What the task asks
Your task is to output the entries below word for word.

==*==

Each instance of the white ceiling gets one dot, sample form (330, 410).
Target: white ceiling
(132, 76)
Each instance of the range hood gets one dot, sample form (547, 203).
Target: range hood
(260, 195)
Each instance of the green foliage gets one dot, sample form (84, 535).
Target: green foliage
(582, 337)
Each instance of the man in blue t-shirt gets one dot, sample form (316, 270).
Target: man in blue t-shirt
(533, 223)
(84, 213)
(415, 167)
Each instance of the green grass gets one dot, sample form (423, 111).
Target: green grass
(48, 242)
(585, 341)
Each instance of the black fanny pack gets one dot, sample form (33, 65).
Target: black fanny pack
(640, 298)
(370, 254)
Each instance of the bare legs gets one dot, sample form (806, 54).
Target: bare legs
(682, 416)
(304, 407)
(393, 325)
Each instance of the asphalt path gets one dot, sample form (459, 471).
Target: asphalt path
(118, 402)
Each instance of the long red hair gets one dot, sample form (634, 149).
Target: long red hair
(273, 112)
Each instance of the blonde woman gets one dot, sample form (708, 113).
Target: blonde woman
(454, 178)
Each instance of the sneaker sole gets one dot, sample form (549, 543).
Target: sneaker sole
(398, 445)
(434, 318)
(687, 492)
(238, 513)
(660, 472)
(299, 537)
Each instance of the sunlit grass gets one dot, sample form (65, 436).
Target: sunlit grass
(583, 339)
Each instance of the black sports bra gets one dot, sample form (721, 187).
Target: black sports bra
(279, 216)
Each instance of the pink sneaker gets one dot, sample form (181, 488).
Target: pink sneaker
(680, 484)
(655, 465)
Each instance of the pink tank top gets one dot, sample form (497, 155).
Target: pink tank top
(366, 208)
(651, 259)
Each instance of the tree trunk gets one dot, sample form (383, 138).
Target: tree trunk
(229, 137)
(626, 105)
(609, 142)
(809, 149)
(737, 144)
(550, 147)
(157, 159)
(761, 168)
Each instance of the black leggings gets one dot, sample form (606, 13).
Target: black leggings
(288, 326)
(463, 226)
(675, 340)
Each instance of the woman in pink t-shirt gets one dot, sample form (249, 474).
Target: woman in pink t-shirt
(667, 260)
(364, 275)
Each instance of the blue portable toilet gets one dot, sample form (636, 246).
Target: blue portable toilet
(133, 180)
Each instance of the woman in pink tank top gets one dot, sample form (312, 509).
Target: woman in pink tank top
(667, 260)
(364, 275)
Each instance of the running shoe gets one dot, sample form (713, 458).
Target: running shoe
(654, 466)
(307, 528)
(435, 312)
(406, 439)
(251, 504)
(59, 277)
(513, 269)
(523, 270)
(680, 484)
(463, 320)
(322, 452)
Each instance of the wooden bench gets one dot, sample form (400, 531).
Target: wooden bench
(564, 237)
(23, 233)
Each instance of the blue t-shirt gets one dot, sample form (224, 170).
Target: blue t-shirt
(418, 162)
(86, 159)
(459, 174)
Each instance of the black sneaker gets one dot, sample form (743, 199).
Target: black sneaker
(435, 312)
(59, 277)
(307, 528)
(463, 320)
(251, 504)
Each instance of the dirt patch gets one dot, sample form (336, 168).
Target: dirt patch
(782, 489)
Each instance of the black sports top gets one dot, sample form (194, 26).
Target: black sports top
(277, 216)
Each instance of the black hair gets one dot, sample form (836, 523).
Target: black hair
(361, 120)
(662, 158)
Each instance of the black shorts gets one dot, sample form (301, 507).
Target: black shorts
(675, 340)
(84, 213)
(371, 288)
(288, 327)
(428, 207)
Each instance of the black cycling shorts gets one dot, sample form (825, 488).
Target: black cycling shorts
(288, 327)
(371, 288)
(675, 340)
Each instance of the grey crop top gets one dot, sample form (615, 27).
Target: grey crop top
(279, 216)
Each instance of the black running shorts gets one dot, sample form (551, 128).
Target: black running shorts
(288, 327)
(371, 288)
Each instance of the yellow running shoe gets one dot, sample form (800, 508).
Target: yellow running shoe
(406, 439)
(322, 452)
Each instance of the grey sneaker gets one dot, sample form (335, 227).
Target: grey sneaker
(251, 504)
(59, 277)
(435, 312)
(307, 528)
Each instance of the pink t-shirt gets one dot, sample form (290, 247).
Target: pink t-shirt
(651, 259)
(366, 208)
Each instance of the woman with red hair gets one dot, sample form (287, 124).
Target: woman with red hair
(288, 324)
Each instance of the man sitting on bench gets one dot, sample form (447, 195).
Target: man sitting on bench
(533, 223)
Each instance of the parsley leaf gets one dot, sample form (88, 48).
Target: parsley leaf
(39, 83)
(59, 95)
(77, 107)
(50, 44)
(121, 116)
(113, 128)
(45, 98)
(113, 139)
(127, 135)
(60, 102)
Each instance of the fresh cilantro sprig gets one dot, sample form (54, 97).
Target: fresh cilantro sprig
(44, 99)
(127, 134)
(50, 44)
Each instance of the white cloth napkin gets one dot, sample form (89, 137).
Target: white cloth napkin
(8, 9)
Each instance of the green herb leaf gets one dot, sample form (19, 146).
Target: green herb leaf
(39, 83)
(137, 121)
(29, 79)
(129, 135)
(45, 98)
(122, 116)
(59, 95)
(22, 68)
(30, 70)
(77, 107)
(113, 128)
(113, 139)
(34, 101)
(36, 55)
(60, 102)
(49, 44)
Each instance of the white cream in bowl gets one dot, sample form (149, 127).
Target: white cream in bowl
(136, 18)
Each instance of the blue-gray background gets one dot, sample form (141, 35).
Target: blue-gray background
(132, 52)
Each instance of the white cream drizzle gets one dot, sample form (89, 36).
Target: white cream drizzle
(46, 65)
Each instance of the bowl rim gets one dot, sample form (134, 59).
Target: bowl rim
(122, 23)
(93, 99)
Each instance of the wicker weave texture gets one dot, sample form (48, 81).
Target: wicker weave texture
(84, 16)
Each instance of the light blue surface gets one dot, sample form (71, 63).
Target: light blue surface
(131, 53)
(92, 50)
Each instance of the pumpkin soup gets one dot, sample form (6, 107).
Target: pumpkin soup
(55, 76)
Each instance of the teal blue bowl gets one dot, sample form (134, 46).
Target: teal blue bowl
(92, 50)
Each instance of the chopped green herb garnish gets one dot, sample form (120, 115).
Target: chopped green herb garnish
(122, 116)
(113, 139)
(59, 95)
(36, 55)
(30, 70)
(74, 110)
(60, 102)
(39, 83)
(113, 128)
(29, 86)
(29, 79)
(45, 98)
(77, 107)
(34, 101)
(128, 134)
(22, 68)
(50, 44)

==*==

Solved exercise
Each instance of the white ceiling gets one dot, sample form (330, 410).
Target: white ceiling
(132, 76)
Each instance of the range hood gets one dot, sample form (547, 203).
Target: range hood
(260, 195)
Each instance of the green foliage gets one dot, sample form (84, 535).
Target: green foliage
(582, 337)
Each instance of the man in blue t-shirt gets one dot, sample form (316, 270).
Target: man in blue t-shirt
(533, 223)
(84, 213)
(415, 167)
Each instance of the green grass gets one dot, sample form (423, 111).
Target: green grass
(48, 242)
(585, 341)
Each instance of the black fanny pack gets one dot, sample form (33, 65).
Target: black fanny pack
(640, 298)
(370, 254)
Each instance of the bare legs gets one dot, sample form (806, 54).
Target: bare legs
(682, 416)
(304, 407)
(393, 325)
Each instance of the asphalt path gets one dot, sample form (459, 471).
Target: asphalt path
(118, 402)
Each instance of the long red hair gets one dot, sample form (634, 149).
Target: long red hair
(273, 112)
Each instance of the blonde woman gets one dot, sample form (708, 113).
Target: blonde woman
(454, 178)
Each instance of the sneaker sole gets one dot, sample form (549, 543).
Target: sneaker sole
(398, 445)
(434, 318)
(687, 492)
(238, 513)
(660, 472)
(299, 537)
Each instance of the sunlit grass gets one dot, sample form (65, 436).
Target: sunlit grass
(583, 339)
Each instance of the black sports bra gets one dot, sample form (721, 187).
Target: black sports bra
(279, 216)
Each instance of the pink sneaker gets one dot, sample form (181, 488).
Target: pink sneaker
(680, 484)
(655, 465)
Each instance of the pink tank top gets one dot, sample form (497, 155).
Target: pink tank top
(366, 208)
(651, 259)
Each instance of the tree trunk gets one dot, sample form (383, 138).
Target: tree trunk
(229, 137)
(626, 105)
(609, 142)
(809, 149)
(737, 144)
(550, 147)
(157, 159)
(761, 168)
Each instance of the black leggings gets one dot, sample form (606, 13).
Target: black leggings
(288, 326)
(463, 226)
(675, 340)
Each instance of the woman in pink t-shirt gets one dot, sample form (249, 474).
Target: woman in pink t-shirt
(667, 260)
(364, 275)
Each instance of the blue portable toilet gets one dot, sample form (636, 246).
Target: blue portable toilet
(133, 180)
Each instance of the woman in pink tank top gets one dot, sample form (312, 509).
Target: woman in pink tank top
(667, 260)
(364, 275)
Each instance of the running shoe gets one dot, sample form (713, 458).
Target: running shoe
(654, 466)
(307, 528)
(435, 312)
(406, 439)
(251, 504)
(59, 277)
(513, 269)
(523, 270)
(680, 484)
(463, 320)
(322, 452)
Each instance of the wooden bench gets one dot, sample form (400, 531).
Target: wooden bench
(564, 237)
(23, 233)
Each instance of the blue t-shirt gets one dot, sample form (224, 170).
Target: blue t-shirt
(418, 162)
(86, 159)
(459, 174)
Each instance of the black sneaker gets one dot, sample form (743, 199).
Target: black sneaker
(435, 312)
(59, 277)
(307, 528)
(463, 320)
(251, 504)
Each instance of the dirt patch gets one dot, sample form (336, 168).
Target: dirt patch
(782, 489)
Each instance of the black sports top gets one dot, sample form (194, 26).
Target: black sports top
(277, 216)
Each instance of the black hair gets one dot, sample form (836, 523).
Target: black hair
(361, 120)
(662, 158)
Each instance of the black shorts gets one dot, sample form (301, 507).
Target: black shorts
(675, 340)
(84, 213)
(371, 288)
(288, 327)
(428, 207)
Each instance of the black cycling shorts gets one dot, sample form (825, 488).
Target: black cycling shorts
(288, 327)
(371, 288)
(675, 340)
Each instance of the grey crop top gets one dot, sample form (615, 27).
Target: grey crop top
(279, 216)
Each instance of the black running shorts gets one dot, sample form (551, 128).
Target: black running shorts
(288, 327)
(371, 288)
Each instance of the yellow running shoe gets one dot, sample form (800, 508).
Target: yellow running shoe
(406, 439)
(322, 452)
Each instance of the grey sneaker gets one dot, sample form (335, 227).
Target: grey sneaker
(251, 504)
(59, 277)
(435, 312)
(307, 528)
Each instance of the pink t-shirt gets one dot, sample form (290, 247).
Target: pink t-shirt
(651, 259)
(366, 208)
Each instance of the woman with red hair gets one dot, sample form (287, 124).
Target: woman with red hair
(288, 324)
Each instance of the man sitting on bench gets one dot, sample form (447, 195).
Target: man sitting on bench
(533, 223)
Each instance of the parsley leaf gets one dot, sample form (88, 48).
Target: parsley leaf
(39, 83)
(59, 95)
(77, 107)
(50, 44)
(121, 116)
(113, 128)
(45, 98)
(113, 139)
(127, 135)
(60, 102)
Each instance of the fresh cilantro sprig gets one dot, sample form (54, 97).
Target: fresh cilantro sprig
(44, 99)
(127, 134)
(50, 44)
Each instance of the white cloth napkin gets one dot, sample form (89, 137).
Target: white cloth napkin
(8, 9)
Each instance of the green herb leaf gets one dot, sample form (19, 146).
Target: green herb leaf
(39, 83)
(137, 121)
(29, 79)
(129, 135)
(45, 98)
(122, 116)
(59, 95)
(22, 68)
(30, 70)
(77, 107)
(113, 128)
(113, 139)
(34, 101)
(36, 55)
(60, 102)
(49, 44)
Each instance of the white cream in bowl gets one dot, sample form (149, 127).
Target: white cream in bowl
(136, 18)
Each instance of the blue-gray background gets one dot, sample form (141, 35).
Target: blue-gray background
(132, 52)
Each instance of the white cream drizzle gets one dot, sample form (89, 36).
Target: white cream drizzle
(46, 65)
Each instance of the bowl rim gets one dot, sample form (134, 59).
Target: bowl rim
(122, 23)
(93, 99)
Each instance of the wicker weave texture gets one dot, sample form (48, 81).
Target: wicker weave texture
(84, 16)
Each instance of the light blue surface gets one dot, sample form (71, 63).
Target: light blue surface
(131, 53)
(92, 50)
Each instance of the pumpkin soup gets one dot, sample form (6, 107).
Target: pumpkin soup
(55, 76)
Each instance of the teal blue bowl gets one dot, sample form (134, 46).
Target: teal blue bowl
(92, 50)
Each instance of the chopped green herb garnish gets one dot, sample form (120, 115).
Target: chopped green herb garnish
(122, 116)
(113, 139)
(59, 95)
(36, 55)
(30, 70)
(74, 110)
(60, 102)
(39, 83)
(113, 128)
(29, 86)
(29, 79)
(45, 98)
(77, 107)
(34, 101)
(128, 134)
(22, 68)
(50, 44)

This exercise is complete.